• **What you should do**
Reproduce the listing that follows with no differences at all.

(Object position labeling entries)
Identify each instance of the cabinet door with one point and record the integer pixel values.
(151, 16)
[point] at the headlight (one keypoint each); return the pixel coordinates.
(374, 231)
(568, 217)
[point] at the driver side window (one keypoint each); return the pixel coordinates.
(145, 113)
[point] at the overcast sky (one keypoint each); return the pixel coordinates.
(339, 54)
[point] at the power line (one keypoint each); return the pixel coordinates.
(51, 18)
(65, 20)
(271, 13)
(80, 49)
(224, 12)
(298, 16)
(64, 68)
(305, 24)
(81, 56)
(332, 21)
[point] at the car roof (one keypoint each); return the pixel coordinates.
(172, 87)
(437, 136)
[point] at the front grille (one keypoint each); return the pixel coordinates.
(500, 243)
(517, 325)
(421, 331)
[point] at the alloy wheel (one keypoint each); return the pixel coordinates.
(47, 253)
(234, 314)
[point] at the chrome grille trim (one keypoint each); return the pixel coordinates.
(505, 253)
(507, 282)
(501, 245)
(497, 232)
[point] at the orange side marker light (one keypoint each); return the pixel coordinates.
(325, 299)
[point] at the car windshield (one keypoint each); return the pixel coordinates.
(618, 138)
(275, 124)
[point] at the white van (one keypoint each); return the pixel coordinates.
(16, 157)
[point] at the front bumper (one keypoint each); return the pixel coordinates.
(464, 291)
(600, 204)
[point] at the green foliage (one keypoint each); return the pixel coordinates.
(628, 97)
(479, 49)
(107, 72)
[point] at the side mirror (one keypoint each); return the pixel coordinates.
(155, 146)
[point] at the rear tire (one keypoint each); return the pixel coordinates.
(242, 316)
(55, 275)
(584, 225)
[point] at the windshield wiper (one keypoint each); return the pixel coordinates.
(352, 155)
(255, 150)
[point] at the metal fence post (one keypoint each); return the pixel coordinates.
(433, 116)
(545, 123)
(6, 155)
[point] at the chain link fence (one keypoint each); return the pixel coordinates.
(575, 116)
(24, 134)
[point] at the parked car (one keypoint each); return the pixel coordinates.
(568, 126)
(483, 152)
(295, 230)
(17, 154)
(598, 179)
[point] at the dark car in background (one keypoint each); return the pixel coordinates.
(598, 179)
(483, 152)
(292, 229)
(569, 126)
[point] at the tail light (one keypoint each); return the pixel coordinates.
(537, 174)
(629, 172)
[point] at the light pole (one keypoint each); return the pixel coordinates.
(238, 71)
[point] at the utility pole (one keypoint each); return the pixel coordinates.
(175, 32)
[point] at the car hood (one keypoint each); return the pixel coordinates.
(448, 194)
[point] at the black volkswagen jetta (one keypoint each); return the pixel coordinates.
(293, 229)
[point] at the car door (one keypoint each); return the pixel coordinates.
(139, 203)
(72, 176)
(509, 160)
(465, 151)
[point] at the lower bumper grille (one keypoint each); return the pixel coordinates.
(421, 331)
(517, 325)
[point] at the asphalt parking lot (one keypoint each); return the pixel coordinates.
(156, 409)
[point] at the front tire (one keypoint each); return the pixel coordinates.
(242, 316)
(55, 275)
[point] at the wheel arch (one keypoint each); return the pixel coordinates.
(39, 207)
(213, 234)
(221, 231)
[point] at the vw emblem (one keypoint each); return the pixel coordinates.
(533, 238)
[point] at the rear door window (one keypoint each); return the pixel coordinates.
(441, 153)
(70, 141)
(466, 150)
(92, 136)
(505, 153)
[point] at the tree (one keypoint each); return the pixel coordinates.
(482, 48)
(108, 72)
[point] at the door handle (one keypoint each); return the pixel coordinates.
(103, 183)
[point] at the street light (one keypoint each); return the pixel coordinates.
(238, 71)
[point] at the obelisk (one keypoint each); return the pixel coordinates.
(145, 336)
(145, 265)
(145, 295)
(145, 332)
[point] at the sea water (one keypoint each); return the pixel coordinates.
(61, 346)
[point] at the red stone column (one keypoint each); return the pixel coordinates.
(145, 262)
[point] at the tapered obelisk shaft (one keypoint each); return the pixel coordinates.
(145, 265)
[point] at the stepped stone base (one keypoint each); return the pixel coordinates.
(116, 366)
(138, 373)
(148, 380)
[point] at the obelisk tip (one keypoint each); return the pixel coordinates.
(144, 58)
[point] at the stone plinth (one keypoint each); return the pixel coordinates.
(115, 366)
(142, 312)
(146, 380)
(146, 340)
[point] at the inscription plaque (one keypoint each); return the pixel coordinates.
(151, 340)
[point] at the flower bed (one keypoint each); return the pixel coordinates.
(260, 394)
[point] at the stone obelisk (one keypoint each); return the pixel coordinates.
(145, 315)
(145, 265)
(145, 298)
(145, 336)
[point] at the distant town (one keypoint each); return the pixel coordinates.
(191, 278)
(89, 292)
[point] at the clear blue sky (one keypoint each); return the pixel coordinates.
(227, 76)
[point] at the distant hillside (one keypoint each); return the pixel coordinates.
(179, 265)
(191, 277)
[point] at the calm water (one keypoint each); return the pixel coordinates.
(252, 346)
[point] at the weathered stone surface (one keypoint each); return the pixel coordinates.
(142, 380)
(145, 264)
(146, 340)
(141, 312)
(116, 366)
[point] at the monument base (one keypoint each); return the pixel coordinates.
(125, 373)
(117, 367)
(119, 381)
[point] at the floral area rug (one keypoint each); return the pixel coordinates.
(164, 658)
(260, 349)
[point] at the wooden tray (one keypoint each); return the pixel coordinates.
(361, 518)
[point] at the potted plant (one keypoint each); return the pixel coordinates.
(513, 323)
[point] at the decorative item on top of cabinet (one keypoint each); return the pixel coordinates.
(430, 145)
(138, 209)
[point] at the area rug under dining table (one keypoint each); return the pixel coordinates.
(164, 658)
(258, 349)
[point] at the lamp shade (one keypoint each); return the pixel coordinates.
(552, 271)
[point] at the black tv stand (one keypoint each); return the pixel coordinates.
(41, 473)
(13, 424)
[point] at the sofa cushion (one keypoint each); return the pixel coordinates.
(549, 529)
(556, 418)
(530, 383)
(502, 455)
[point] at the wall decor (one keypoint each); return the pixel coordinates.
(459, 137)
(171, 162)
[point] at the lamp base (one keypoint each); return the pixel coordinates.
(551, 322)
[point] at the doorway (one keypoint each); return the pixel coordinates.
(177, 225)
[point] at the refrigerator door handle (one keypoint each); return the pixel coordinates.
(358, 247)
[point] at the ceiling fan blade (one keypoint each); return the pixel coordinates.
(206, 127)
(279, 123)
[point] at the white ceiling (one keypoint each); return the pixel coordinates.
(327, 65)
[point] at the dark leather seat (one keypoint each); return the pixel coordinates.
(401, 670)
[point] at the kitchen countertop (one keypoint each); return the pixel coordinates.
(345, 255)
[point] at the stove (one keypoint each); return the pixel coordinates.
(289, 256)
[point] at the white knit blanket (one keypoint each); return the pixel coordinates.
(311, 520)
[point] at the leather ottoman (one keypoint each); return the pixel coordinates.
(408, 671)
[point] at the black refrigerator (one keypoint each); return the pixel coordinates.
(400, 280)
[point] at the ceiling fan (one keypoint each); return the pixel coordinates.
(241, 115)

• **Finished exercise**
Identify each instance of the cabinet door with one point and record the integer pixel values.
(151, 16)
[point] at the headlight (one keypoint each); return the pixel coordinates.
(374, 231)
(568, 217)
[point] at the driver side window (one keypoint each); return the pixel coordinates.
(145, 113)
[point] at the overcast sky (one keypoint each); return the pixel coordinates.
(339, 54)
[point] at the power line (one keypoint each); return the pixel coordinates.
(51, 18)
(65, 20)
(271, 13)
(80, 49)
(224, 12)
(298, 16)
(64, 68)
(305, 24)
(81, 56)
(332, 21)
[point] at the car roof (one keypoint each); return the pixel coordinates.
(172, 87)
(437, 136)
[point] at the front grille (one keypoint each); return the pixel coordinates.
(500, 243)
(517, 325)
(421, 331)
[point] at the alloy wheel (one keypoint each); return the pixel coordinates.
(47, 253)
(234, 314)
[point] at the chrome grille trim (one keypoint each); return the pixel coordinates.
(505, 253)
(507, 282)
(501, 245)
(497, 232)
[point] at the orange side marker light (one keypoint each); return the pixel coordinates.
(325, 299)
[point] at the car windshield (one keypoint each); return the pixel coordinates.
(618, 138)
(275, 124)
[point] at the white van (one keypoint each); return the pixel coordinates.
(16, 157)
[point] at the front bumper (one keypoint each); return the pixel coordinates.
(464, 291)
(600, 204)
[point] at the green foliage (one keypoint each); return the pixel coordinates.
(628, 97)
(479, 49)
(107, 72)
[point] at the side mirror (one keypoint each); return the pixel coordinates.
(155, 146)
[point] at the rear tire (one keypoint each); return the pixel coordinates.
(242, 316)
(55, 275)
(584, 225)
[point] at the windshield wiper (one keypoint each); return the pixel coordinates.
(352, 155)
(255, 150)
[point] at the metal fence post (one keypoint each); return the pixel coordinates.
(433, 116)
(545, 123)
(6, 155)
[point] at the chain link fence (one keypoint each); return the pixel coordinates.
(575, 116)
(24, 134)
[point] at the parked car (one keypoint each); return the pixel coordinates.
(568, 126)
(483, 152)
(295, 230)
(17, 154)
(598, 179)
[point] at the dark car in background (one keypoint each); return the pixel coordinates.
(598, 179)
(483, 152)
(292, 229)
(569, 126)
[point] at the tail light (one keypoint each); return the pixel coordinates.
(537, 174)
(629, 172)
[point] at the light pole (one keypoint each); return the pixel coordinates.
(238, 71)
[point] at the utility pole (one keypoint each); return the pixel coordinates.
(175, 32)
[point] at the car hood (one keypoint each); return the pixel coordinates.
(448, 194)
[point] at the black volkswagen jetta (one keypoint each); return the pixel coordinates.
(293, 229)
[point] at the car door (one keypoint each); return the pixel coordinates.
(139, 203)
(72, 176)
(509, 160)
(465, 151)
[point] at the lower bumper grille (one keypoint each); return the pixel coordinates.
(421, 331)
(517, 325)
[point] at the asphalt parking lot (one keypoint each); return the pixel coordinates.
(156, 409)
[point] at the front tire (one keypoint each); return the pixel coordinates.
(242, 316)
(55, 275)
[point] at the wheel arch (one keypoint each); return the pixel coordinates.
(39, 207)
(213, 234)
(221, 231)
[point] at the vw emblem (one keypoint each); return the pixel coordinates.
(533, 238)
[point] at the rear door window (one keypoint each); return the pixel coordinates.
(441, 153)
(70, 141)
(466, 150)
(92, 136)
(505, 153)
[point] at the tree (one keypoint each); return the pixel coordinates.
(482, 48)
(108, 72)
[point] at the door handle (one keypoint each); return the pixel coordinates.
(103, 183)
[point] at the street light (one keypoint each); return the pixel coordinates.
(238, 71)
[point] at the obelisk (one keypoint each); return the pixel coordinates.
(145, 336)
(145, 265)
(145, 295)
(145, 332)
[point] at the sea water (one keypoint each); return the pixel coordinates.
(61, 346)
[point] at the red stone column (one keypoint each); return the pixel coordinates.
(145, 262)
[point] at the tapered obelisk shaft (one keypoint each); return the pixel coordinates.
(145, 265)
[point] at the stepped stone base (one keypoint each); return the pixel coordinates.
(116, 366)
(138, 373)
(148, 380)
[point] at the obelisk tip (one keypoint each); return the pixel coordinates.
(144, 58)
[point] at the stone plinth (one keypoint each); return the pixel coordinates.
(115, 366)
(142, 312)
(146, 380)
(146, 340)
[point] at the inscription plaque (one keypoint each); return the pixel coordinates.
(151, 340)
[point] at the flower bed (one keypoint each); return the pixel coordinates.
(260, 394)
[point] at the stone obelisk (one keypoint each); return the pixel coordinates.
(145, 315)
(145, 265)
(145, 298)
(145, 336)
[point] at the distant town (one keypoint each); return the pixel coordinates.
(191, 278)
(89, 292)
[point] at the clear blue sky (one keypoint each); return the pixel coordinates.
(227, 76)
[point] at the distant hillside (one keypoint each); return the pixel coordinates.
(179, 265)
(191, 277)
[point] at the calm water (one keypoint each); return the pixel coordinates.
(252, 346)
[point] at the weathered stone surface (one keypoint each); return the pixel coordinates.
(142, 380)
(145, 264)
(146, 340)
(141, 312)
(116, 366)
[point] at the monument base (one keypoint each); return the pixel coordinates.
(125, 373)
(117, 367)
(119, 381)
[point] at the floral area rug (one keypoint each); return the pixel coordinates.
(164, 658)
(260, 349)
[point] at the wooden tray (one keypoint each); return the pixel coordinates.
(361, 518)
[point] at the potted plant (one keypoint each); return the pixel coordinates.
(513, 323)
[point] at the decorative item on top of cabinet (one keypoint each); return the pixel coordinates.
(430, 145)
(138, 209)
[point] at the area rug under dining table (one keypoint each); return the pixel coordinates.
(164, 658)
(258, 349)
[point] at the lamp shade (one keypoint each); return the pixel coordinates.
(552, 271)
[point] at the black tv stand (one keypoint each); return the pixel coordinates.
(41, 473)
(13, 424)
[point] at the sofa cushion (one keypoint each); return the pixel coordinates.
(549, 529)
(556, 418)
(530, 383)
(502, 455)
[point] at the wall decor (one keypoint each); return the pixel coordinates.
(459, 137)
(171, 162)
[point] at the lamp base (one keypoint each); return the pixel coordinates.
(551, 322)
[point] at the doorway (one keypoint each); return the pixel coordinates.
(177, 225)
[point] at the refrigerator door handle (one keypoint each); return the pixel coordinates.
(358, 247)
[point] at the ceiling fan blade (one keypoint each); return the pixel coordinates.
(206, 127)
(279, 123)
[point] at the white ceiling (one keypoint each); return the pixel coordinates.
(327, 65)
[point] at the dark leather seat (one keypoint each); return the pixel coordinates.
(401, 670)
[point] at the kitchen countertop (one keypoint each); return the pixel coordinates.
(345, 255)
[point] at the stove (one keypoint each); return the pixel coordinates.
(289, 256)
[point] at the white knit blanket (one keypoint each); return the pixel coordinates.
(311, 520)
[point] at the leather ottoman (one keypoint each); return the pixel coordinates.
(408, 671)
[point] at the black refrigerator (one keypoint each); return the pixel coordinates.
(400, 280)
[point] at the ceiling fan (one keypoint each); return the pixel coordinates.
(241, 115)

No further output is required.